Yargıtay Kararı 16. Hukuk Dairesi 2015/14685 E. 2015/14976 K. 07.12.2015 T.

YARGITAY KARARI
DAİRE : 16. Hukuk Dairesi
ESAS NO : 2015/14685
KARAR NO : 2015/14976
KARAR TARİHİ : 07.12.2015

MAHKEMESİ:… KADASTRO MAHKEMESİ
TARİHİ : 12/10/2010
NUMARASI : 2007/10717-2010/1788
….

Taraflar arasında görülen dava sonucunda verilen hükmün Yargıtay’ca incelenmesi istenilmekle; temyiz isteğinin süresinde olduğu anlaşıldı, inceleme raporu ve dosyadaki belgeler okundu, GEREĞİ GÖRÜŞÜLDÜ:
Kadastro sırasında ….. Köyü 130 ada 275 ve 276 parsel sayılı 13798.18, 27.482,78 metrekare yüzölçümündeki taşınmazlar irsen ve taksimen intikal ile kazandırıcı zamanaşımı zilyetliği nedeniyle 130 ada 275 sayılı parsel ……, 130 ada 276 sayılı parsel ….. ve … adına eşit paylarla tespit edilmiştir. Davacı Hazine, taşınmazların kaçak ve yitik kişilerden kaldığı, 1936 yılı umumi tahririnde Hazine adına kayıtlı bulunduğu ve Hazineye ait yerlerden olduğu iddiası ile dava açmıştır. Mahkemece yapılan yargılama sonunda davanın kabulüne ve çekişme konusu 130 ada 275 ve 276 sayılı parsellerin mera olarak sınırlandırılmasına ve özel siciline yazılmasına karar verilmiş; hüküm, davacı Hazine temsilcisi ve davalılar vekili tarafından temyiz edilmiştir.
--------------------------------
> Çalışma Talimatı
Yargıtay kararındaki "Kadastro sırasında" ile başlayan paragrafı, ana bilgilerini koruyarak kısa maddeler hâlinde yeniden yazın. Satırlara başvurmanız gerekmez.
--------------------------------
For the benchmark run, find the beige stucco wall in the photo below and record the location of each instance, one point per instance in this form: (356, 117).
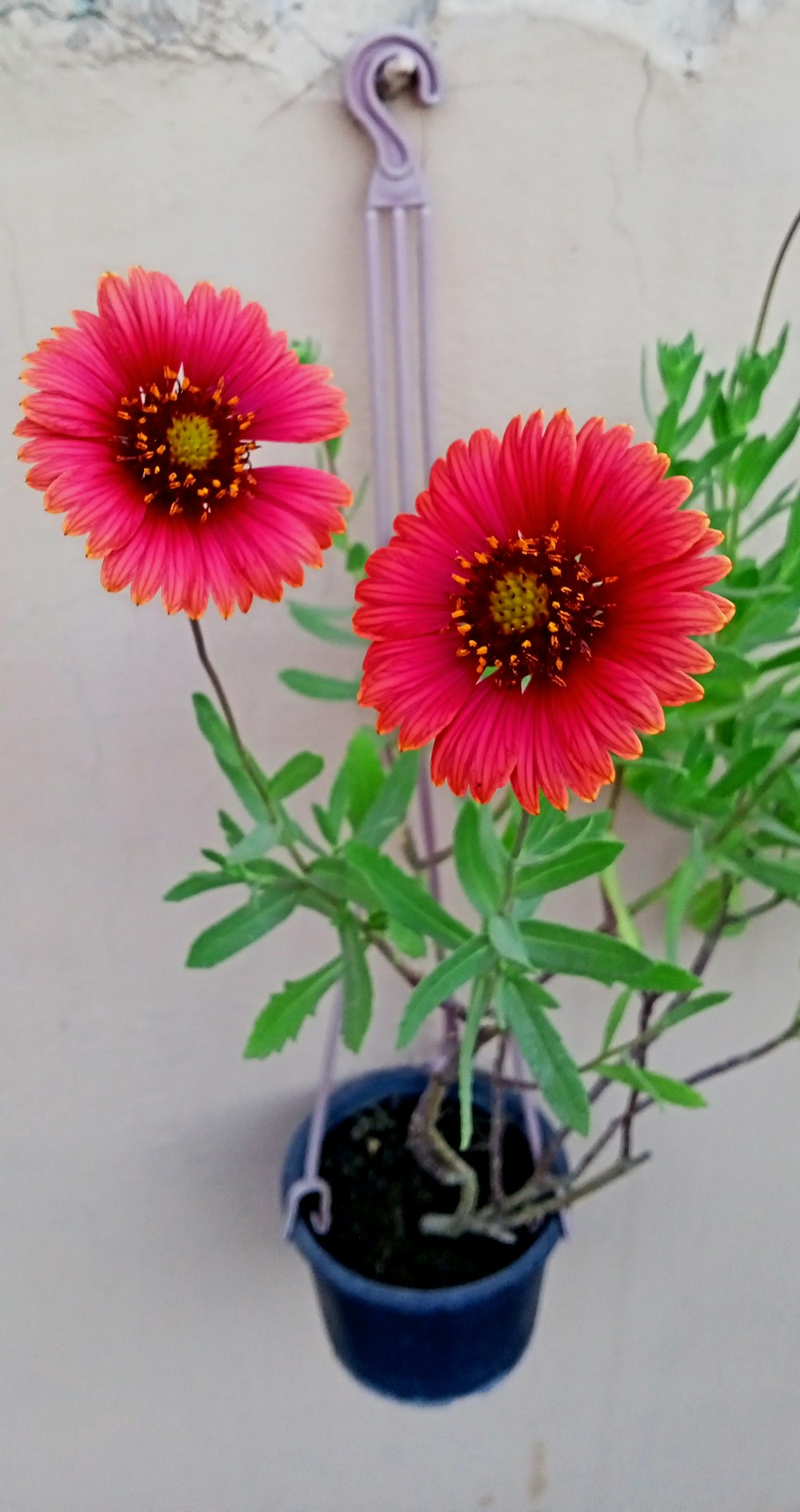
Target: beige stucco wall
(159, 1349)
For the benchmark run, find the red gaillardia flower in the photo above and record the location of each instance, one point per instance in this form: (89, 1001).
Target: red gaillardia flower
(141, 433)
(538, 608)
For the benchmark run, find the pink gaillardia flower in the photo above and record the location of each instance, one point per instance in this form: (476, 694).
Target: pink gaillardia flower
(538, 610)
(141, 433)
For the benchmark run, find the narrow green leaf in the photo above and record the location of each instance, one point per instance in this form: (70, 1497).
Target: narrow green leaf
(256, 844)
(268, 907)
(232, 830)
(327, 829)
(327, 625)
(358, 779)
(445, 978)
(358, 983)
(548, 1058)
(390, 803)
(579, 953)
(288, 1009)
(509, 941)
(743, 771)
(681, 891)
(480, 859)
(664, 1089)
(358, 557)
(466, 1054)
(531, 992)
(295, 773)
(690, 1007)
(315, 686)
(406, 898)
(563, 870)
(198, 882)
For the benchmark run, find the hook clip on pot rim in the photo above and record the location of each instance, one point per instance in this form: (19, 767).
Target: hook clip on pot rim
(397, 178)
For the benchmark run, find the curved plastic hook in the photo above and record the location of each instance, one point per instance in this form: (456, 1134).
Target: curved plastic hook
(397, 178)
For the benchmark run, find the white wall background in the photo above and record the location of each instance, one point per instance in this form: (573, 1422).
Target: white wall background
(159, 1347)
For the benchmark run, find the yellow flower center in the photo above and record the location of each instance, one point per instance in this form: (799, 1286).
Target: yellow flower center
(526, 606)
(518, 601)
(193, 440)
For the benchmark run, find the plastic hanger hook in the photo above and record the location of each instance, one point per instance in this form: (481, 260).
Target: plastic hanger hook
(397, 178)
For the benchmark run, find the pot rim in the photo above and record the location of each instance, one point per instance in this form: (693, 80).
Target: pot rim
(348, 1098)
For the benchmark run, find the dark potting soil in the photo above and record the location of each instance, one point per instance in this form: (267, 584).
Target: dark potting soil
(380, 1194)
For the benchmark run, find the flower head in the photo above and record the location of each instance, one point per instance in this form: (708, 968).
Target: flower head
(141, 433)
(538, 610)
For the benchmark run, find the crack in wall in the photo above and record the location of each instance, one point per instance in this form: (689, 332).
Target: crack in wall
(298, 40)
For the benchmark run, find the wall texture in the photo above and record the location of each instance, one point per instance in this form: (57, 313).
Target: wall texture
(159, 1349)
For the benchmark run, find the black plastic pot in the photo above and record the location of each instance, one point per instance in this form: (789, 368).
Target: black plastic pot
(410, 1345)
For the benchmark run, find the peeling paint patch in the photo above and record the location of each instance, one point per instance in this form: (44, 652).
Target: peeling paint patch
(298, 40)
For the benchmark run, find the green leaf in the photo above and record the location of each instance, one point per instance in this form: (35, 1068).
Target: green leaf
(358, 985)
(256, 844)
(742, 771)
(265, 909)
(758, 457)
(358, 782)
(297, 773)
(466, 1054)
(509, 941)
(215, 730)
(480, 859)
(690, 1007)
(563, 870)
(406, 898)
(327, 625)
(232, 830)
(358, 557)
(390, 805)
(664, 1089)
(326, 826)
(198, 882)
(678, 366)
(315, 686)
(445, 978)
(288, 1009)
(548, 1058)
(681, 891)
(579, 953)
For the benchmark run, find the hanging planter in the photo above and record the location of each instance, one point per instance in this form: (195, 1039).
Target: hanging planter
(431, 1343)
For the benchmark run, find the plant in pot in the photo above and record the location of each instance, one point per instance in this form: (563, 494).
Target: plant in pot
(542, 622)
--------------------------------
> Görev Çıktısı
- Kadastroda 130 ada 275 ve 276 sayılı parseller, irsen ve taksimen intikal ile kazandırıcı zamanaşımı zilyetliğine dayanılarak kişiler adına tespit edildi.
- Hazine, taşınmazların kaçak ve yitik kişilerden kaldığını ve 1936 umumi tahririnde Hazine adına kayıtlı olduğunu, dolayısıyla Hazineye ait olduğunu ileri sürerek dava açtı.
- Mahkeme davayı kabul etti. İki parselin mera olarak sınırlandırılmasına ve özel siciline yazılmasına karar verdi.
- Hüküm, Hazine temsilcisi ve davalılar vekili tarafından temyiz edildi.